# [Exercise goal]
Rewrite the data below, changing every "headlight" to "taillight" and leaving everything else untouched.

# [Information provided]
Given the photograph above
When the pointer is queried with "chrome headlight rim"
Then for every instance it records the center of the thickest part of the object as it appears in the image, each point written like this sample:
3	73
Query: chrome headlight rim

# [Response to the exercise]
Given the photograph above
When the pointer is queried with "chrome taillight rim"
Then for every instance it records the center of the thickest part of the object as it appears in the image, each point written like this sample:
3	73
Query: chrome taillight rim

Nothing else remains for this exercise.